EXERCISE DESCRIPTION =
Print verbatim the lines of the entries from the one containing "of the woman" to the last, inclusive, and no others.

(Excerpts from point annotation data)
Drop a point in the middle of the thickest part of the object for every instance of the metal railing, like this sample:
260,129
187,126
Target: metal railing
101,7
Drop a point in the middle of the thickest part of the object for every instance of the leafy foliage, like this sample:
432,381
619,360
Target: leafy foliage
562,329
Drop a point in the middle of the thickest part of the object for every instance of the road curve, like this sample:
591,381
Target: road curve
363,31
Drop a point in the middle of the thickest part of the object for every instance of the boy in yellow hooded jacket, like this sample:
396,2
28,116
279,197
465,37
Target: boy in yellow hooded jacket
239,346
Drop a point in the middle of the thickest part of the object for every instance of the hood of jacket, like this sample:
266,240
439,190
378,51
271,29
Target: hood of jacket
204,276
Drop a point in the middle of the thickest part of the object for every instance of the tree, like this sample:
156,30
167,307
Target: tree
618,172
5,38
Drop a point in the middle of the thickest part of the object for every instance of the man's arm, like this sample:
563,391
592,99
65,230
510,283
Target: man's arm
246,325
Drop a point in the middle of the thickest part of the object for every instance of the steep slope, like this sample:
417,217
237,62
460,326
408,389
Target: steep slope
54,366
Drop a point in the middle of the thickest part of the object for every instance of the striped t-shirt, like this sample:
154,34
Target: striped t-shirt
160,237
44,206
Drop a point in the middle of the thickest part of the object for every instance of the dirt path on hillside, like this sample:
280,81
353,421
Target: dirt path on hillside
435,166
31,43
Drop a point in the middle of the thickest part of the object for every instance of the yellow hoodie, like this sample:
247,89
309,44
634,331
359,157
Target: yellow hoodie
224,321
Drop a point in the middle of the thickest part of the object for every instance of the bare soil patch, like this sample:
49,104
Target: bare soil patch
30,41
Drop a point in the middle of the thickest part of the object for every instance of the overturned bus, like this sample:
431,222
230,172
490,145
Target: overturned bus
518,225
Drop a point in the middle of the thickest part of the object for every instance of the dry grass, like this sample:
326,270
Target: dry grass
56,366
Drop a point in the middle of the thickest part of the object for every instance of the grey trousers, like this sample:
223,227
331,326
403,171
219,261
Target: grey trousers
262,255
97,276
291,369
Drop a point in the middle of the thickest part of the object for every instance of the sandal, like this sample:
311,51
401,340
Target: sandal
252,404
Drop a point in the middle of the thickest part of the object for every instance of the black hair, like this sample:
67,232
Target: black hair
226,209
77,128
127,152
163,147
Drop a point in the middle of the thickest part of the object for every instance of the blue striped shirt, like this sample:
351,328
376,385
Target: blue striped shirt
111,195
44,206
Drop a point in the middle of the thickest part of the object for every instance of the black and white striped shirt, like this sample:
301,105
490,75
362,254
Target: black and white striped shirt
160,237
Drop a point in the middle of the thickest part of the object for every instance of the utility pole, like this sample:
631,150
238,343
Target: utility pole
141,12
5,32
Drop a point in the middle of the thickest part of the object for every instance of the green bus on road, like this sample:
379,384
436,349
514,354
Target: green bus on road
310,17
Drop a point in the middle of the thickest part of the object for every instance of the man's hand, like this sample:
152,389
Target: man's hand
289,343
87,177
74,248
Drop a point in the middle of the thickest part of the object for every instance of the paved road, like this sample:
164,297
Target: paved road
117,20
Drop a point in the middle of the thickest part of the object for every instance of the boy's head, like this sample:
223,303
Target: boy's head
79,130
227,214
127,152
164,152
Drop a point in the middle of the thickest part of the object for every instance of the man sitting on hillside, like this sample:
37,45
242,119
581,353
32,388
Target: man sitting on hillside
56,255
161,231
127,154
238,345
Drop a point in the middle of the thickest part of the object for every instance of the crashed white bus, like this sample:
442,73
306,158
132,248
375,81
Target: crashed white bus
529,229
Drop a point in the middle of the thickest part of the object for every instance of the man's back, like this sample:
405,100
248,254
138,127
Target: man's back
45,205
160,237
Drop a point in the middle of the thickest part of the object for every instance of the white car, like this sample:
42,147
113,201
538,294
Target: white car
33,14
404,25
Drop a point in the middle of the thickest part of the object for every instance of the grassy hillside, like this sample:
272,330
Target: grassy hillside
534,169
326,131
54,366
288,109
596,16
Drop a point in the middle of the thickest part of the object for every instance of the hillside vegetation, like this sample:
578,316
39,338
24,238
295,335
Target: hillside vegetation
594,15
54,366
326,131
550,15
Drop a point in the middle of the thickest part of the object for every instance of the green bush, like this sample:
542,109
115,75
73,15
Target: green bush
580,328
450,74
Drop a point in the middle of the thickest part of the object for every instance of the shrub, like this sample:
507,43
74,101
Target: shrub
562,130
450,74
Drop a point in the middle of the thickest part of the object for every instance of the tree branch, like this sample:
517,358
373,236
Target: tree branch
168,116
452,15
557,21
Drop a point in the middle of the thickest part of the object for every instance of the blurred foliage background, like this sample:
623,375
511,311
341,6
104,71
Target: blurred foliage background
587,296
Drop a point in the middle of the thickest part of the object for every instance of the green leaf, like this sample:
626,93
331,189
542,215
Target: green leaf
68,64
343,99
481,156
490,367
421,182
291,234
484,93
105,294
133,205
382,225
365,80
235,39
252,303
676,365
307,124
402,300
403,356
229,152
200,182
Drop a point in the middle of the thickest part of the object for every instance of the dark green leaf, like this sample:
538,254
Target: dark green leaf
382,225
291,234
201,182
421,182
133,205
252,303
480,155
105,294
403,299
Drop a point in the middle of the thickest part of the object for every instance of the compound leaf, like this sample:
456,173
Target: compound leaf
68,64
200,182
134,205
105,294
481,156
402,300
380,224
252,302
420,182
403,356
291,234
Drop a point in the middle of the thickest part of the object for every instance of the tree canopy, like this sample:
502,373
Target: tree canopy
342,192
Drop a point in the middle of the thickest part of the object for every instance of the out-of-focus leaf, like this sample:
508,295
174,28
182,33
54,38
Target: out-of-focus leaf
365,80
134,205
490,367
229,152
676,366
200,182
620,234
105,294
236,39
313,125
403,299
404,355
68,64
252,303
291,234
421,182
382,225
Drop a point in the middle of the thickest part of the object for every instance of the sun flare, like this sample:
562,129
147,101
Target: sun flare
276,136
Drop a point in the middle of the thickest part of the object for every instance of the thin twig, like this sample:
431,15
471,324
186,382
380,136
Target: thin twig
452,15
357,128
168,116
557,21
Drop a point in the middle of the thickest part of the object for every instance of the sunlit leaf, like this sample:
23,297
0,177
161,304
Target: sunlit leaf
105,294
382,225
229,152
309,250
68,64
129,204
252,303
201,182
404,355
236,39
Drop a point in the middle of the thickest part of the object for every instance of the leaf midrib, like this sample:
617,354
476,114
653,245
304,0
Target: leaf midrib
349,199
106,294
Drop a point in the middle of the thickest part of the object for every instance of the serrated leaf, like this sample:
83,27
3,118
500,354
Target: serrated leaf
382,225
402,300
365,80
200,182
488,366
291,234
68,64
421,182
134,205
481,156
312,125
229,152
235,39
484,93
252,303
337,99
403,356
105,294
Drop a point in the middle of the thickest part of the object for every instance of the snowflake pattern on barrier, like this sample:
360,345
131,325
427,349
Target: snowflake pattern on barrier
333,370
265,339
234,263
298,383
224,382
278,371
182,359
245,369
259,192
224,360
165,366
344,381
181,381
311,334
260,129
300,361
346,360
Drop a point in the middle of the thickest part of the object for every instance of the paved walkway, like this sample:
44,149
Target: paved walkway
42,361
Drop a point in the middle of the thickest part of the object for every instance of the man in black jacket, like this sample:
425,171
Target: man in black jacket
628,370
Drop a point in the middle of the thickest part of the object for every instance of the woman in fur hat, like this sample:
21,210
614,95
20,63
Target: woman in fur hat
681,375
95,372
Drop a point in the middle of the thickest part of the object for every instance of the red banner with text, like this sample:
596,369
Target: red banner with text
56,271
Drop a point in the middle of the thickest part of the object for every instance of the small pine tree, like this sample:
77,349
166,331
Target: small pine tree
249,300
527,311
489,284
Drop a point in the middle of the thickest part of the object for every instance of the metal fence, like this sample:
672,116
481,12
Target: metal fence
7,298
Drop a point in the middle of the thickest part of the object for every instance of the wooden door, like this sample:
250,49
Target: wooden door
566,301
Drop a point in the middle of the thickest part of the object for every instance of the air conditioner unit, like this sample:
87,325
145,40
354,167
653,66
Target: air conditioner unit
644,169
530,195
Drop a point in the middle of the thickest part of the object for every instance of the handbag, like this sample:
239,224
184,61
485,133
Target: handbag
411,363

ANSWER TO THE EXERCISE =
Drop a point in the middle of the thickest part of the object for every instance of the woman in fur hat, like this sample:
21,210
614,95
20,63
Target: woman in fur hat
681,375
95,372
Drop a point in the middle of the thickest part of the object for every instance of the red banner with text, like this sample:
596,369
Target: red banner with text
56,271
Drop a point in the middle of the thickest part of the object for every instance of the small pine tree, like this sample:
77,349
166,331
Target: small pine tree
249,300
527,311
489,284
Drop a point in the middle of the thickest part of the object for every instance of the metal fence, like this sample:
672,116
481,12
Target: metal fence
7,298
Drop a point in the middle of the thickest part of the object for every instance of the wooden door, like this sample:
250,49
Target: wooden door
566,301
Drop a point in the middle of the thickest part of the object for every instance of the air conditioner unit, like this sample:
87,325
145,40
354,167
653,66
Target: air conditioner unit
644,169
530,195
Drop a point in the middle of the thickest part of the object for every instance of the handbag, like this sample:
239,224
184,61
485,133
Target: handbag
411,363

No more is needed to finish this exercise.